**WHAT YOU NEED TO DO**. Pick up the tutorial below on preparing handwritten-digit data with Nx and carry it on from its last line.

This process is called one-hot encoding.

You can see what the first label of the training data is when it’s been one-hot encoded using the following chunk of code. (Still in iex):

    labels
|> Digits.Model.transform_labels()
|> Nx.slice_axis(0, 1, 0)

  

This should output the following tensor:

    #Nx.Tensor<
  u8[1][10]
  [
    [0, 0, 0, 0, 0, 1, 0, 0, 0, 0]
  ]
>

  

Remember, we’re working with the number 5 right now. This tensor is an array of zeros with a 1 in the index for the 5. Counting from 0, the 1 is in the 5th spot.

Next, we convert the images and labels into batches. During training, we feed the data into the model in batches rather all at once. In this example we’re using a batch size of 32. This means each batch will include 32 examples.

    batch_size = 32

images =
  images
  |> Digits.Model.transform_images()
  |> Nx.to_batched(batch_size)
  |> Enum.to_list()

labels =
  labels
  |> Digits.Model.transform_labels()
  |> Nx.to_batched(batch_size)
  |> Enum.to_list()

  

Next, we zip the images and labels together using Enum.zip. Then we split the dataset into training, testing, and validation datasets. We need to use the majority of the data for training, and then a portion of the data to use to test the accuracy of the model. In this example we’re using 80% of the data for training and validation, and the remaining 20% unseen data will be used for testing.

    data = Enum.zip(images, labels)

training_count = floor(0.8 * Enum.count(data))
validation_count = floor(0.2 * training_count)

{training_data, test_data} = Enum.split(data, training_count)
{validation_data, training_data} = Enum.split(train, validation_count)

**SUPPLIED MATERIAL**.
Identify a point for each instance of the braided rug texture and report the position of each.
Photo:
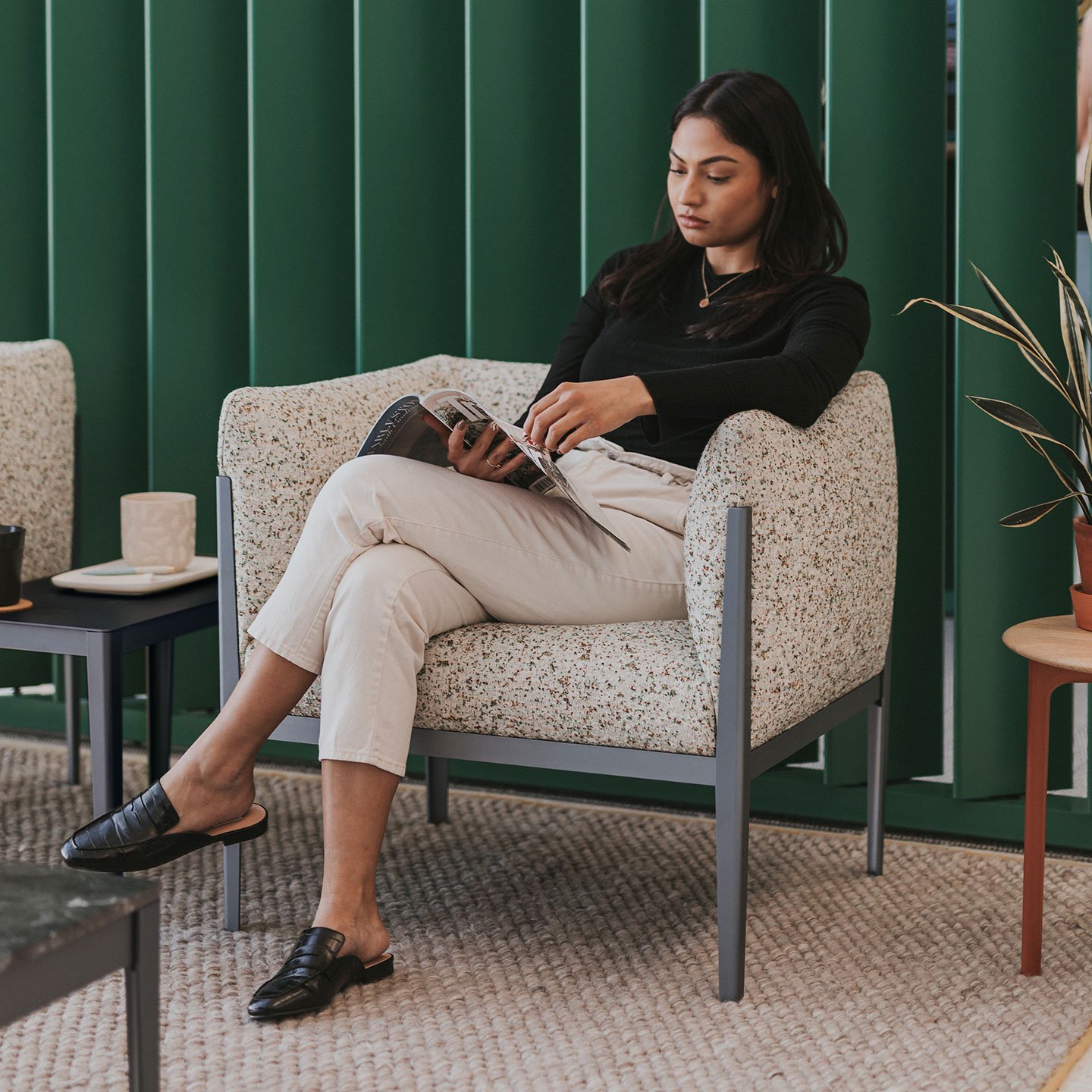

**FINAL ANSWER**.
Phew! That may seem pretty heavy but we’ve already achieved a lot! We’ve downloaded our training data, preprocessed it, and got it ready for building the model. During a real-life machine learning project you will likely spend a lot of time at acquiring, cleaning, and manipulating the data. We’re now in a great position to build and train the model!

Building the model

Next up we’ll use Axon to build the machine learning model. Add a new function to the Digits.Model module with the following code:

    def new({channels, height, width}) do
  Axon.input("input_0", shape: {nil, channels, height, width})
  |> Axon.flatten()
  |> Axon.dense(128, activation: :relu)
  |> Axon.dense(10, activation: :softmax)
end

  

First we need to set the input shape of the model to fit our training data. Next we flatten the previous layer and add a dense layer that uses relu as the activation function. Finally the output layer returns one of 10 labels (because our labels are 0 - 9).

You can experiment with different model configurations to get different results.

Training the model

Now that we have the data and the model, we can start training. Add another function to Digits.Model to train the model:

    def train(model, training_data, validation_data) do
  model
  |> Axon.Loop.trainer(:categorical_cross_entropy, Axon.Optimizers.adam(0.01))
  |> Axon.Loop.metric(:accuracy, "Accuracy")
  |> Axon.Loop.validate(model, validation_data)
  |> Axon.Loop.run(training_data, %{}, compiler: EXLA, epochs: 10)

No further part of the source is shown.